_Material supplied_
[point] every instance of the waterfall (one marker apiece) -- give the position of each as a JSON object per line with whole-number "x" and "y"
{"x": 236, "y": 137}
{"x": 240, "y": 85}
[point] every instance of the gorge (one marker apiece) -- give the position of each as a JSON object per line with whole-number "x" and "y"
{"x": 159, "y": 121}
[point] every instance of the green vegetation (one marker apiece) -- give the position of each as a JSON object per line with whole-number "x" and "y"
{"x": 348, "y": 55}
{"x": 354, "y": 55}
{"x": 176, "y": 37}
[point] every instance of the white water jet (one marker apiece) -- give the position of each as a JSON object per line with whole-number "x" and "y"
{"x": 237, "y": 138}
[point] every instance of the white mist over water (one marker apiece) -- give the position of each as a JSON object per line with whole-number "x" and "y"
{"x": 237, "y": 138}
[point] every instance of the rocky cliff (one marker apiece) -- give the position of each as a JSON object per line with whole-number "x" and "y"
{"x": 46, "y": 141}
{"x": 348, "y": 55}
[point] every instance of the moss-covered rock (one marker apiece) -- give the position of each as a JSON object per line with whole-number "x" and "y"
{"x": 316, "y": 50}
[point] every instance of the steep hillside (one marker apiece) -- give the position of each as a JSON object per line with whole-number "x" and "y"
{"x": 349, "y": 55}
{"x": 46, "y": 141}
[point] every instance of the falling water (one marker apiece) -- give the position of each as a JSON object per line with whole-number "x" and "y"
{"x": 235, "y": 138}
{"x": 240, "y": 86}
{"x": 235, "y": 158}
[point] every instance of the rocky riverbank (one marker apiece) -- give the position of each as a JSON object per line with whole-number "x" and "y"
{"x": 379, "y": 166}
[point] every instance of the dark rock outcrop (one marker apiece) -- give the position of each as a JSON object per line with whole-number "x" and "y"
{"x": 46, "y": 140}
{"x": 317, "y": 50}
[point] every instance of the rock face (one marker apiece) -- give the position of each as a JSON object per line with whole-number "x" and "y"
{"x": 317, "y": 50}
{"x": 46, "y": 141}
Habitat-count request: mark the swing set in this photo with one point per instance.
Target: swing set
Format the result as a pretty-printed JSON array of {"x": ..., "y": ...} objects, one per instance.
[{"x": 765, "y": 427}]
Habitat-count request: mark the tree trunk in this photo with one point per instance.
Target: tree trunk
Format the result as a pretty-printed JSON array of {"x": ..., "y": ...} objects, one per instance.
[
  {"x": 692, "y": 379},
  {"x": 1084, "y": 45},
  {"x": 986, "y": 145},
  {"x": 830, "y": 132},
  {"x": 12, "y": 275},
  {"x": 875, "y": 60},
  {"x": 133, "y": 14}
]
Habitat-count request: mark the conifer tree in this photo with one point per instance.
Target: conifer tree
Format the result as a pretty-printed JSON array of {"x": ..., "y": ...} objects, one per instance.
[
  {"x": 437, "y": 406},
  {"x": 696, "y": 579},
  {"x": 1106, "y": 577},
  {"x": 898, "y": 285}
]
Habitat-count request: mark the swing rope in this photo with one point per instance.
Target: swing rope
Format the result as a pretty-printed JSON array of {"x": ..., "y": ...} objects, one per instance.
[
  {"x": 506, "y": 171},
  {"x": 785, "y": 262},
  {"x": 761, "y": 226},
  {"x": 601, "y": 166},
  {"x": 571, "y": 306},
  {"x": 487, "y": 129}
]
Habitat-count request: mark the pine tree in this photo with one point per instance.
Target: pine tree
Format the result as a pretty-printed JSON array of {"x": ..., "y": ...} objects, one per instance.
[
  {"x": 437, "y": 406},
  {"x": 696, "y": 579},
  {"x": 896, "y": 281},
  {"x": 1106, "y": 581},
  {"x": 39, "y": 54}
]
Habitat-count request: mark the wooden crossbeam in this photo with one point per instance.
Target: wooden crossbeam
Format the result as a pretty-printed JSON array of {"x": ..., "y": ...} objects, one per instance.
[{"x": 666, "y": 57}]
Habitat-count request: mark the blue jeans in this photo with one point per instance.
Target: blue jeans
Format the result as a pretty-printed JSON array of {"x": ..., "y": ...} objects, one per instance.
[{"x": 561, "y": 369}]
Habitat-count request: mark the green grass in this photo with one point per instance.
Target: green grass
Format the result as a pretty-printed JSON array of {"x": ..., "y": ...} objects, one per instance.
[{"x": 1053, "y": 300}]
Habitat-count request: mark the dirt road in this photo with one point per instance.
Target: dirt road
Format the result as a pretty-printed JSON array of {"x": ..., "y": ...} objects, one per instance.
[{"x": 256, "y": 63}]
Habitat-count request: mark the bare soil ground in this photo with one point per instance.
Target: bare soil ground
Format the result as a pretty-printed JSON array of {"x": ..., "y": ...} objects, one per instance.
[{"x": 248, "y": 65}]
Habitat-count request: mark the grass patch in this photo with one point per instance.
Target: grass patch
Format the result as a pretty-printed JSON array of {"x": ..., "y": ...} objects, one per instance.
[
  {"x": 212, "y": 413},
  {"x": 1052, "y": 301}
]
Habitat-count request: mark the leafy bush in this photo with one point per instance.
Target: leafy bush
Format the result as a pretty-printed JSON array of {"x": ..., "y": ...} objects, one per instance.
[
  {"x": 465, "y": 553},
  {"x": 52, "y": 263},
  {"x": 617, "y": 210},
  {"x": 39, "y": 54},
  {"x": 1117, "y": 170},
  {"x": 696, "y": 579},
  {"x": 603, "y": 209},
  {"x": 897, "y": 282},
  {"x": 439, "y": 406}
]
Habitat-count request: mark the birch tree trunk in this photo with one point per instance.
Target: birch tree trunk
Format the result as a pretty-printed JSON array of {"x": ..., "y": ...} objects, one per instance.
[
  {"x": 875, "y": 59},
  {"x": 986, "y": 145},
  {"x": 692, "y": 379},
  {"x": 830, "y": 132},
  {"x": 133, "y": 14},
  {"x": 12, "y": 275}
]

_Try it_
Only the data above, repeated exactly, should make up the reply.

_Written solution_
[point] every instance of the waterfall (one marker apiece) -- give the position of each as a JSON object per line with whole-number "x" and "y"
{"x": 236, "y": 137}
{"x": 240, "y": 85}
[point] every instance of the gorge (one marker apiece) -- give the position of each as a JSON object per line with whole-number "x" and "y"
{"x": 159, "y": 121}
[point] every instance of the green vegetation (one marker apiece) -- give the position of each as a JSON object per line with whole-number "x" and "y"
{"x": 348, "y": 55}
{"x": 354, "y": 55}
{"x": 176, "y": 37}
[point] every instance of the white water jet (one marker apiece) -- give the position of each as a JSON object per line with whole-number "x" and "y"
{"x": 237, "y": 138}
[point] every instance of the white mist over water (one marker apiece) -- give the position of each as a JSON object per line with whole-number "x" and "y"
{"x": 237, "y": 138}
[point] every instance of the rocky cliff (one marker apiece) -- give the position of each as a JSON object per line with whole-number "x" and "y"
{"x": 46, "y": 141}
{"x": 348, "y": 55}
[point] every instance of the moss-covered rock (one marker apiece) -- give the position of each as a JSON object per line with whole-number "x" and "y"
{"x": 316, "y": 50}
[point] every instance of the steep hillside (one marker apiece) -- give the position of each as a JSON object per line with whole-number "x" and "y"
{"x": 349, "y": 55}
{"x": 46, "y": 141}
[point] every instance of the falling water (one marker apiece) -- give the position of each as a JSON object per line with whole-number "x" and "y"
{"x": 235, "y": 138}
{"x": 240, "y": 86}
{"x": 235, "y": 158}
[point] every instance of the rocky riverbank (one marker apiece) -- give the position of each as a JSON object per line with whole-number "x" and "y"
{"x": 379, "y": 166}
[point] every instance of the dark rock outcrop (one marker apiece) -- give the position of each as a JSON object per line with whole-number "x" and "y"
{"x": 46, "y": 140}
{"x": 317, "y": 50}
[point] every instance of the rock face (one marker apiece) -- give the position of each as a JSON object per line with whole-number "x" and "y"
{"x": 317, "y": 50}
{"x": 46, "y": 141}
Habitat-count request: mark the swing set in this photo with one point per instance.
Target: swing set
Format the result as a pretty-printed JSON array of {"x": ..., "y": ...} objects, one per instance.
[{"x": 765, "y": 427}]
Habitat-count request: mark the tree trunk in this photo with one point per instance.
Target: tree trunk
Format the result as a pretty-printed JSON array of {"x": ..., "y": ...} objects, one per instance.
[
  {"x": 692, "y": 379},
  {"x": 1084, "y": 45},
  {"x": 986, "y": 145},
  {"x": 830, "y": 132},
  {"x": 12, "y": 275},
  {"x": 875, "y": 60},
  {"x": 133, "y": 14}
]
Habitat-count request: mark the conifer tree in this photo with one point per instance.
Target: conifer tree
Format the result as a pretty-printed JSON array of {"x": ..., "y": ...} objects, one per instance.
[
  {"x": 437, "y": 406},
  {"x": 696, "y": 579},
  {"x": 1106, "y": 577},
  {"x": 898, "y": 285}
]
Habitat-count request: mark the swing rope in this photo with one point per instance.
Target: swing rope
Format the result as a pretty-printed JSON array of {"x": ..., "y": ...} objects, one per instance.
[
  {"x": 506, "y": 171},
  {"x": 785, "y": 262},
  {"x": 761, "y": 226},
  {"x": 601, "y": 166},
  {"x": 571, "y": 306},
  {"x": 487, "y": 129}
]
Habitat-count request: mark the pine tree in this photo with one point per instance.
Target: pine tree
Format the result as a pretty-printed JSON array of {"x": ..., "y": ...} objects, one per instance.
[
  {"x": 437, "y": 406},
  {"x": 696, "y": 579},
  {"x": 896, "y": 281},
  {"x": 1106, "y": 581},
  {"x": 39, "y": 54}
]
Habitat-count request: mark the wooden crossbeam in this photo with one point per instance.
Target: wooden crossbeam
Format the result as a pretty-printed JSON array of {"x": ..., "y": ...} objects, one per instance.
[{"x": 666, "y": 57}]
Habitat-count request: mark the blue jeans in this photo with one point per instance.
Target: blue jeans
Format the result as a pretty-printed JSON array of {"x": ..., "y": ...} objects, one per instance.
[{"x": 561, "y": 369}]
Habitat-count request: mark the green grass in this photo with one point per instance.
Target: green grass
Format the result as a pretty-printed JSON array of {"x": ..., "y": ...} objects, one per instance.
[{"x": 1053, "y": 300}]
Habitat-count request: mark the dirt road in this photo with one point per instance.
Target: dirt road
Format the result as a pretty-printed JSON array of {"x": ..., "y": ...} objects, one per instance.
[{"x": 256, "y": 63}]
Habitat-count request: mark the bare soil ground in this photo with one point per instance.
Target: bare soil ground
Format the result as a pretty-printed JSON array of {"x": ..., "y": ...} objects, one per instance.
[{"x": 248, "y": 65}]
Habitat-count request: mark the grass patch in this photo with one point per instance.
Target: grass patch
Format the result as a pretty-printed JSON array of {"x": ..., "y": ...} objects, one per instance.
[
  {"x": 212, "y": 413},
  {"x": 1052, "y": 301}
]
Habitat-count request: mark the leafy bush in this photo with one point per instance.
Target: leafy bush
Format the result as a pretty-printed JSON array of {"x": ..., "y": ...} objects, one per instance.
[
  {"x": 465, "y": 553},
  {"x": 52, "y": 263},
  {"x": 617, "y": 210},
  {"x": 39, "y": 54},
  {"x": 1117, "y": 170},
  {"x": 696, "y": 579},
  {"x": 603, "y": 209},
  {"x": 897, "y": 282},
  {"x": 439, "y": 406}
]
Habitat-count request: mark the birch tree trunk in this photo with one point per instance.
Target: birch tree trunk
Format the result as a pretty-printed JSON array of {"x": ..., "y": ...} objects, one per instance.
[
  {"x": 875, "y": 59},
  {"x": 986, "y": 145},
  {"x": 692, "y": 379},
  {"x": 830, "y": 132},
  {"x": 133, "y": 14},
  {"x": 12, "y": 275}
]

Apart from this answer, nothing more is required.